_GIVEN TASK_. Would you retype, word for word, the line with "shore** -> trace every instance" and every line after it through the end of the records below?

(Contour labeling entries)
start

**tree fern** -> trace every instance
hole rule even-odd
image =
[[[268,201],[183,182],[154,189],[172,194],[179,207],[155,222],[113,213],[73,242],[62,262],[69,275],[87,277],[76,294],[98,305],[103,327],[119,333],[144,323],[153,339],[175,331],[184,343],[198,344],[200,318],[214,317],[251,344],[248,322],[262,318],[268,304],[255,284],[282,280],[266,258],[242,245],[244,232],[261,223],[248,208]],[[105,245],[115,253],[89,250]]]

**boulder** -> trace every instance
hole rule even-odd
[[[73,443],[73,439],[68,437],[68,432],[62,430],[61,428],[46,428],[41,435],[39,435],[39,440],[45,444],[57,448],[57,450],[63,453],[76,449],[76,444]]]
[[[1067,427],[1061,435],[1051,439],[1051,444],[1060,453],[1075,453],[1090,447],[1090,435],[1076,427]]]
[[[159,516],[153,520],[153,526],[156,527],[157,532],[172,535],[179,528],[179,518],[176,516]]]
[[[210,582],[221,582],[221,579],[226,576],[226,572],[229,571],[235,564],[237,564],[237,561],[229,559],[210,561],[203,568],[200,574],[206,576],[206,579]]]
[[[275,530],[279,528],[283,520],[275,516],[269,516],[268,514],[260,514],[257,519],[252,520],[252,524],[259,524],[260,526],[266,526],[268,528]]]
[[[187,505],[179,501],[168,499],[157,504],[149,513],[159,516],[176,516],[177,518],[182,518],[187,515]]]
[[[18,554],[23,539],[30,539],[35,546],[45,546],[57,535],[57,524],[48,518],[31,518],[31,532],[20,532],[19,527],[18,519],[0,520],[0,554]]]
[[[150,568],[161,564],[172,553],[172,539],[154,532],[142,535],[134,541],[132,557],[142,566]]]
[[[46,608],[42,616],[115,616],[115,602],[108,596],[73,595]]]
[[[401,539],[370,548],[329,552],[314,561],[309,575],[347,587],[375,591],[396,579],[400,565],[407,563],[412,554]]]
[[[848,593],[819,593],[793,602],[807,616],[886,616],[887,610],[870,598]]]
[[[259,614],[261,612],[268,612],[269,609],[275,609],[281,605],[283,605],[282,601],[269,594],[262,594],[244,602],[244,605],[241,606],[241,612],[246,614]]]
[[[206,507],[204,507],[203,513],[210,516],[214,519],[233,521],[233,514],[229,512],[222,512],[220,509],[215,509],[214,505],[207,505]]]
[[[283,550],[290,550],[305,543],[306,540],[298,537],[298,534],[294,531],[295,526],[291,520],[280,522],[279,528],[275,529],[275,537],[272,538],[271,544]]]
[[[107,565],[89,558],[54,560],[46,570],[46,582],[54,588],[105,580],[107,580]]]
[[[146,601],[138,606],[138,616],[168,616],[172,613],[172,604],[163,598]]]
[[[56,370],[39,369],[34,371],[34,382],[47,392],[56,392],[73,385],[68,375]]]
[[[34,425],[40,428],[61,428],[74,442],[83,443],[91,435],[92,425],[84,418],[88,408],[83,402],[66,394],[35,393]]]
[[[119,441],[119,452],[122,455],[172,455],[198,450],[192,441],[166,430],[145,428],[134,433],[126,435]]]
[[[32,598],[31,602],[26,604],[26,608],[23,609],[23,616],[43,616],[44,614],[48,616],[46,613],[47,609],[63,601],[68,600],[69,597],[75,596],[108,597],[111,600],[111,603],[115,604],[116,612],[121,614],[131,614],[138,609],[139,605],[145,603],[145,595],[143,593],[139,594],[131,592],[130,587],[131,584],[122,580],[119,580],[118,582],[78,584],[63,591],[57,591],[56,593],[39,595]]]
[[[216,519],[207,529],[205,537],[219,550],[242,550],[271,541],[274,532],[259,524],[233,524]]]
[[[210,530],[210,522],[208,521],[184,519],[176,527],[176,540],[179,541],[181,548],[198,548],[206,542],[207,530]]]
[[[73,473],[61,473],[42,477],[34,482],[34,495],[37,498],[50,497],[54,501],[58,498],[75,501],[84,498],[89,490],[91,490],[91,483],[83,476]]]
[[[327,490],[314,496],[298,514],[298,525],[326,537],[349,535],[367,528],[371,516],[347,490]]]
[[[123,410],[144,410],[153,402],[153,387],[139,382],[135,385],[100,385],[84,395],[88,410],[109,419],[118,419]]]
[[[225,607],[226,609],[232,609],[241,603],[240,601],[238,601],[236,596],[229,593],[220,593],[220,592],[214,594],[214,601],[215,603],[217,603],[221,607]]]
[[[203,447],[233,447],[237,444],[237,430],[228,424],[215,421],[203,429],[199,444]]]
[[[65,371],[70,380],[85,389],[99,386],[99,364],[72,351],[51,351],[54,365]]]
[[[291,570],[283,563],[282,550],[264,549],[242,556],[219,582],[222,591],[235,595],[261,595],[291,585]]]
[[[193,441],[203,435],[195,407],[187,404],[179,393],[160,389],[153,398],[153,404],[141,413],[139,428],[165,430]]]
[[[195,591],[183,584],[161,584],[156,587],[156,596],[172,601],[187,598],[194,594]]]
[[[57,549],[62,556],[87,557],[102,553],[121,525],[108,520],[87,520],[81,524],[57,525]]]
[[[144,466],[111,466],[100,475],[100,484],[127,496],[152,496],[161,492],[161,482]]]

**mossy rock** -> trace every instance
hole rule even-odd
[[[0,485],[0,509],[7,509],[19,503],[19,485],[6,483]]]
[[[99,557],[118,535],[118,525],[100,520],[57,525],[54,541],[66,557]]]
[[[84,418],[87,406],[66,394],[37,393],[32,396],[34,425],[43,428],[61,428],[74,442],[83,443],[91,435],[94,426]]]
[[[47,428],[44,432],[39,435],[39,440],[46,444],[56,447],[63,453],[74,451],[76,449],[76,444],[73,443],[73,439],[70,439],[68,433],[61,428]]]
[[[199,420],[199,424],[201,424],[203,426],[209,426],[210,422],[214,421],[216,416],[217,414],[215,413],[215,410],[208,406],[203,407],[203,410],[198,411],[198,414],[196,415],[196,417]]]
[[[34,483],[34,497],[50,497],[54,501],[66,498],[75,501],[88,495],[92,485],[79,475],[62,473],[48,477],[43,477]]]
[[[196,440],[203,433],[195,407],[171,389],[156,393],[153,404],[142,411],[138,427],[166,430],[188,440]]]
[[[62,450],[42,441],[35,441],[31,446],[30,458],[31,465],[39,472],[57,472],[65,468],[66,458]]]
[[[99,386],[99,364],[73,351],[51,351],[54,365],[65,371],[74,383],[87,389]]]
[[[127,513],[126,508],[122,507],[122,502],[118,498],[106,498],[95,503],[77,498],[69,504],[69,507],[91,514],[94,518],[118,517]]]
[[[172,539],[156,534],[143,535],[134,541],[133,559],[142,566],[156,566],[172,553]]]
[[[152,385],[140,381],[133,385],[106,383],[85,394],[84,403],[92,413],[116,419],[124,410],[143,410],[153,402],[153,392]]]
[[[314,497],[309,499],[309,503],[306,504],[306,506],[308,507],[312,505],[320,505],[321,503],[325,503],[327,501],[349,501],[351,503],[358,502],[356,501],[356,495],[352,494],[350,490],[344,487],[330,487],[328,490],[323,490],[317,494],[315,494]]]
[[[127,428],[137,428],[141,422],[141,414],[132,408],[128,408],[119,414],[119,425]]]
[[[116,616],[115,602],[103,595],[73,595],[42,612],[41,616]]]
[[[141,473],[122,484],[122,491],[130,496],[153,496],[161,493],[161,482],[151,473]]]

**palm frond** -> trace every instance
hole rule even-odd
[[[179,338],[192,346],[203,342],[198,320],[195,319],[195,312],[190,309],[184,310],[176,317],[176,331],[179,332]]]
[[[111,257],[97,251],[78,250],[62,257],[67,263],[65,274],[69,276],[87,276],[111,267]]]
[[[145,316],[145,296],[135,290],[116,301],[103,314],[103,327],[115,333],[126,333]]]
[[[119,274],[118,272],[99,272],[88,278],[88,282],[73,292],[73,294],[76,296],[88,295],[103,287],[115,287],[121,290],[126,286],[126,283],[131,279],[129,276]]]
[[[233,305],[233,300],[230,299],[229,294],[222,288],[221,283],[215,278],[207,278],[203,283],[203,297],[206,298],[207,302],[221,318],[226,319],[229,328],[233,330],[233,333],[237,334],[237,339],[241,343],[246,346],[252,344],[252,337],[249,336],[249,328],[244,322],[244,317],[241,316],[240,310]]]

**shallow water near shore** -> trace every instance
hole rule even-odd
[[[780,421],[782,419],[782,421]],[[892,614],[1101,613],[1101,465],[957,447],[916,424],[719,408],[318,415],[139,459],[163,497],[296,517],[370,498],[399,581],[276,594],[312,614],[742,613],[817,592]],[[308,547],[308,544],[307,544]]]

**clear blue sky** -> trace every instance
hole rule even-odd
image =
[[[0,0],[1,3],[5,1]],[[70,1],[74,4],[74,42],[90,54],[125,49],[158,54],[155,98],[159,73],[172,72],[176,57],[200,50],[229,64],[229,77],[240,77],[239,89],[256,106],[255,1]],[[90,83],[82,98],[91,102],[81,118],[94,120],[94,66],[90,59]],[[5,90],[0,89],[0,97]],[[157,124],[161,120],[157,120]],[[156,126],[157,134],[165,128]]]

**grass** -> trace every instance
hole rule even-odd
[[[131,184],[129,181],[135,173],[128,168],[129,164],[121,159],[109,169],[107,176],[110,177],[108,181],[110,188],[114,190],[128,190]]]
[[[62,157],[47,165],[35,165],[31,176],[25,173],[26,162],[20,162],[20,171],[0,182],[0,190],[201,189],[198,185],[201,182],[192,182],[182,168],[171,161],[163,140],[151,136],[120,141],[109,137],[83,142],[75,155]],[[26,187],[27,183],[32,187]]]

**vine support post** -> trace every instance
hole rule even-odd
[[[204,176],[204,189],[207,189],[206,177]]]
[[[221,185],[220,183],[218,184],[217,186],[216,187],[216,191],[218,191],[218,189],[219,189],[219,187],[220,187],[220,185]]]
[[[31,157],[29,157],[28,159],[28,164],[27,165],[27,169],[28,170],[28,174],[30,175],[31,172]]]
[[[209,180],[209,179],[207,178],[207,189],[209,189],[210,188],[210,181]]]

end

_ANSWER TO THE EXERCISE_.
**shallow water near shore** -> trace every instance
hole rule even-odd
[[[780,421],[782,419],[782,421]],[[892,614],[1101,613],[1101,465],[957,447],[916,424],[719,408],[318,415],[139,459],[163,497],[296,517],[370,498],[399,581],[276,594],[312,614],[742,613],[817,592]],[[308,547],[308,544],[307,544]]]

**clear blue sky** -> trace every instance
hole rule even-odd
image =
[[[0,0],[1,3],[5,1]],[[70,1],[74,4],[74,42],[90,54],[125,49],[158,54],[155,98],[159,73],[172,72],[176,57],[200,50],[229,64],[229,77],[240,77],[239,89],[256,106],[255,1]],[[90,83],[82,98],[91,102],[81,118],[94,120],[94,66],[90,59]],[[5,90],[0,89],[0,97]],[[157,124],[161,120],[157,120]],[[156,126],[157,134],[165,128]]]

**grass** -> trace every instance
hole rule even-odd
[[[131,184],[129,181],[135,173],[128,168],[129,164],[121,159],[109,169],[107,176],[110,177],[108,181],[110,188],[114,190],[128,190]]]
[[[62,157],[47,165],[35,165],[31,176],[25,173],[26,162],[20,162],[20,171],[0,182],[0,190],[201,189],[198,185],[201,182],[192,182],[182,168],[171,161],[163,140],[151,136],[120,141],[109,137],[83,142],[75,155]],[[26,187],[27,183],[32,187]]]

**vine support post** -> trace every instance
hole rule even-odd
[[[204,176],[204,189],[207,189],[206,177]]]
[[[221,185],[220,183],[218,184],[217,186],[216,187],[216,191],[218,191],[218,189],[219,189],[219,187],[220,187],[220,185]]]
[[[31,157],[29,157],[28,159],[28,164],[27,165],[27,169],[28,170],[28,174],[30,175],[31,172]]]
[[[209,180],[209,179],[207,178],[207,189],[209,189],[210,188],[210,181]]]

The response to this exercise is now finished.